## BEGIN

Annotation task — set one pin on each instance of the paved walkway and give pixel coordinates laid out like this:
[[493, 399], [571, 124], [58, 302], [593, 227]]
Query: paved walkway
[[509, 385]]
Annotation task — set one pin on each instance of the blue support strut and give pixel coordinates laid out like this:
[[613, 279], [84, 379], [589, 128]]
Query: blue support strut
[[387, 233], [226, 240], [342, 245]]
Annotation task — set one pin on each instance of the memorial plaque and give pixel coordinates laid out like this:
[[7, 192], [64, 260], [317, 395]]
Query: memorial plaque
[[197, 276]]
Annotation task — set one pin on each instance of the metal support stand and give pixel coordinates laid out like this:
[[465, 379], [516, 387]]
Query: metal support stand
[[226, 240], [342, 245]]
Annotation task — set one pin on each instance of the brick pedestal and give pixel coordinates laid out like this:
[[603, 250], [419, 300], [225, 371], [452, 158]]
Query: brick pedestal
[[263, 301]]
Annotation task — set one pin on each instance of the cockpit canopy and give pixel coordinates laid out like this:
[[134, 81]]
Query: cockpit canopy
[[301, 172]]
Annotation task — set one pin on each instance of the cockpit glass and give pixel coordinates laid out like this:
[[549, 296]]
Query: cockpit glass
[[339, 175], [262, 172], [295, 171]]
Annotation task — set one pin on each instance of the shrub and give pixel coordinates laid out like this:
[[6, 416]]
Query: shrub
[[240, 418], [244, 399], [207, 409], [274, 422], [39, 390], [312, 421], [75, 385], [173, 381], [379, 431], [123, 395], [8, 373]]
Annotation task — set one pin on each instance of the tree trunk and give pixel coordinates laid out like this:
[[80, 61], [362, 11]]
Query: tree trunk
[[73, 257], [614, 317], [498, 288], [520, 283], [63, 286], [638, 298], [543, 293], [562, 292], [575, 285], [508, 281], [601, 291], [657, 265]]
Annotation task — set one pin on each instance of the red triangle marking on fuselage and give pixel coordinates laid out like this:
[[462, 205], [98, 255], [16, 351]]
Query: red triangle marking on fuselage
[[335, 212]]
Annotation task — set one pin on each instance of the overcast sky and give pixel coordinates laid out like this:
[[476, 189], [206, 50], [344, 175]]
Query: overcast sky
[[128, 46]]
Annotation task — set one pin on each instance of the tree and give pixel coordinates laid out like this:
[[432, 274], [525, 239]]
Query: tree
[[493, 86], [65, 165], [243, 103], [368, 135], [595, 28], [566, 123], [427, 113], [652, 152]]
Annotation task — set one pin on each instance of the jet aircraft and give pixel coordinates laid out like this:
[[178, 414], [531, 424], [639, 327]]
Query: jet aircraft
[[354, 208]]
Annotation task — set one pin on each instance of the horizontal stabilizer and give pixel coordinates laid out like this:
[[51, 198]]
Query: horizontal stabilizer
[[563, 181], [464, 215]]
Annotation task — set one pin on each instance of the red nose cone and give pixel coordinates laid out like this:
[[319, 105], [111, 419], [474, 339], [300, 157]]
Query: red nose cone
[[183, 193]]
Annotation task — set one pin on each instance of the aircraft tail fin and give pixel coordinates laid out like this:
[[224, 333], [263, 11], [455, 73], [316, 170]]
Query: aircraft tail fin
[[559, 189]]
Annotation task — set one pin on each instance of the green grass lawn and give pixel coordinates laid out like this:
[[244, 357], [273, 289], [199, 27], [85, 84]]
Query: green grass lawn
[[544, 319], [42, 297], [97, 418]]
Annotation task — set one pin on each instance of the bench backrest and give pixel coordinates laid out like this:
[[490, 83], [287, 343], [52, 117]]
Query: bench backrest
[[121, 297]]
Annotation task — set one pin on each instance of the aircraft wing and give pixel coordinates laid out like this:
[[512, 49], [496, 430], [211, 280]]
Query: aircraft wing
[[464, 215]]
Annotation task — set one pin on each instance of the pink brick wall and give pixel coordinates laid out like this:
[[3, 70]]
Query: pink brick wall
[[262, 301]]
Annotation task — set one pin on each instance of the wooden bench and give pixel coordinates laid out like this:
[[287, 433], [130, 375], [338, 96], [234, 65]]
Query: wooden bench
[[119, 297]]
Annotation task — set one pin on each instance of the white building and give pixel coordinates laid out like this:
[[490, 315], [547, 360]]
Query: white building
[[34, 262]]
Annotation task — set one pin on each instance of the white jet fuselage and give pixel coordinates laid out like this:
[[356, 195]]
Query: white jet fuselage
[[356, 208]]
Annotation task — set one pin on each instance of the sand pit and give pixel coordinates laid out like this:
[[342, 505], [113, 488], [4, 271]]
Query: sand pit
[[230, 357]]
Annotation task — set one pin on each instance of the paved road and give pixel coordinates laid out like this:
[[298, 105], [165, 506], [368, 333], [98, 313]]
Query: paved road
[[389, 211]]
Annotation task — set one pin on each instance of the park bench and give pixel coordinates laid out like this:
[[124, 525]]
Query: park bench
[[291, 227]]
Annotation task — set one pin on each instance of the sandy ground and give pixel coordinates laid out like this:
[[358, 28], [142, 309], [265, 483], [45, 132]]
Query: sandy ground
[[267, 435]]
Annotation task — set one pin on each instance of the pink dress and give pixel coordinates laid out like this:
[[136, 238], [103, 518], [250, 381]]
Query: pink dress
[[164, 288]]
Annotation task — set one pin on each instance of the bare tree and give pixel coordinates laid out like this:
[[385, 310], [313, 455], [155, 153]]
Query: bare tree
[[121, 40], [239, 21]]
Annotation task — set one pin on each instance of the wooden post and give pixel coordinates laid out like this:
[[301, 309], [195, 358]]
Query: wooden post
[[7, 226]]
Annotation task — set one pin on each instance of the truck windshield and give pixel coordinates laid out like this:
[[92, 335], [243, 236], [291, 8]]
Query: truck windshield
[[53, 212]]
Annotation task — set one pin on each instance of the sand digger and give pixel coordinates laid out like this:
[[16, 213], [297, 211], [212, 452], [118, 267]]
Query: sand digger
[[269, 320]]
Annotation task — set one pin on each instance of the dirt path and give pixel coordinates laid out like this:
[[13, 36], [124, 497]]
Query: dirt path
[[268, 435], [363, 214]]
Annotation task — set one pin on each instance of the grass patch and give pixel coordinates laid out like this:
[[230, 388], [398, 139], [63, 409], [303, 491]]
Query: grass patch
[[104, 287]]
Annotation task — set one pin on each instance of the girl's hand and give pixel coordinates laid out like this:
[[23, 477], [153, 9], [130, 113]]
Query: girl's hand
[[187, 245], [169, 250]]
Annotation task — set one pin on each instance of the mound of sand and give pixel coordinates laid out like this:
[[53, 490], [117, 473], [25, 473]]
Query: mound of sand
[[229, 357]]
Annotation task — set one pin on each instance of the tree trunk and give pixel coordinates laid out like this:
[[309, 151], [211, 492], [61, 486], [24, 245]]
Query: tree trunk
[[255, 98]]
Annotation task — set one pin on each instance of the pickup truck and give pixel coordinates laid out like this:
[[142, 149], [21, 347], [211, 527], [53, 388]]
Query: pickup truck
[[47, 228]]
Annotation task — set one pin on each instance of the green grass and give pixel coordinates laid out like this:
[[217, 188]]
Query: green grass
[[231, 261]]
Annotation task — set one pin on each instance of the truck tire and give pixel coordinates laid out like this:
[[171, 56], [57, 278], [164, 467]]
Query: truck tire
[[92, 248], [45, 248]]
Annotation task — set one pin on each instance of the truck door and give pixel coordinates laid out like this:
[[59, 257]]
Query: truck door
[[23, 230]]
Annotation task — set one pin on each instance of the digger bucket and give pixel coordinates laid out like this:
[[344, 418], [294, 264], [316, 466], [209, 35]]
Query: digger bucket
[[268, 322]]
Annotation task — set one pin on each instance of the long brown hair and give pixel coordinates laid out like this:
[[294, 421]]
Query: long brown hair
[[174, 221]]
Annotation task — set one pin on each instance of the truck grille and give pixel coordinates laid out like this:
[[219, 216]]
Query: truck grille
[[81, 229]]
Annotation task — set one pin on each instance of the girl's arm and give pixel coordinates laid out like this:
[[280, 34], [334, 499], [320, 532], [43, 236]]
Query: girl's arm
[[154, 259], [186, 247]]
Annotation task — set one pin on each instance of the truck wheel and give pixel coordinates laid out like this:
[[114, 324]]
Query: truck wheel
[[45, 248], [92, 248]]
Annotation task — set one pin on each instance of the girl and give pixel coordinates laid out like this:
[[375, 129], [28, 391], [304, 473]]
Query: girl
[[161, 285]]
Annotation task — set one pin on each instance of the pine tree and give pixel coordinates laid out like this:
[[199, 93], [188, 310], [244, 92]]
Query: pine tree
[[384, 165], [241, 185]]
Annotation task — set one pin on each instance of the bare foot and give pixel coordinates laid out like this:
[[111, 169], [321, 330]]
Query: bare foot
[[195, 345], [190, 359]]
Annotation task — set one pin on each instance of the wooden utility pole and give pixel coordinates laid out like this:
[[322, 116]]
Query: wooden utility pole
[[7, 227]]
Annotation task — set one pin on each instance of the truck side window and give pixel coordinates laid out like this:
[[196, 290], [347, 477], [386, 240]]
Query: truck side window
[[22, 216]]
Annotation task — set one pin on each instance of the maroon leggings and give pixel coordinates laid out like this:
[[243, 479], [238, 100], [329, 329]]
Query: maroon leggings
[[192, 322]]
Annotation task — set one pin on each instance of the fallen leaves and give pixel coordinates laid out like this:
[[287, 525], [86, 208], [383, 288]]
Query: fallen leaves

## END

→ **Work required**
Repeat only the stretch of lines starting at the one containing "the bare foot" and running to the final line of the entries above.

→ **Task result**
Annotation task — set one pin on each instance of the bare foot and give pixel coordinates laid out like this:
[[111, 169], [321, 330]]
Query: bare foot
[[195, 345], [190, 359]]
Annotation task — set one pin on each instance of the wooden utility pole and give pixel coordinates laid out like this:
[[322, 116]]
Query: wooden utility pole
[[7, 227]]
Annotation task — set one pin on each instance of the truck side window and give pixel coordinates laid out like this:
[[196, 290], [347, 477], [386, 240]]
Query: truck side window
[[22, 216]]
Annotation task — set one pin on each instance of the maroon leggings and give pixel coordinates laid out like this:
[[243, 479], [238, 100], [329, 329]]
Query: maroon leggings
[[192, 322]]
Annotation task — set one pin on each instance of the fallen leaves and give pixel coordinates laid out like this:
[[287, 525], [86, 208], [383, 288]]
Query: fallen leaves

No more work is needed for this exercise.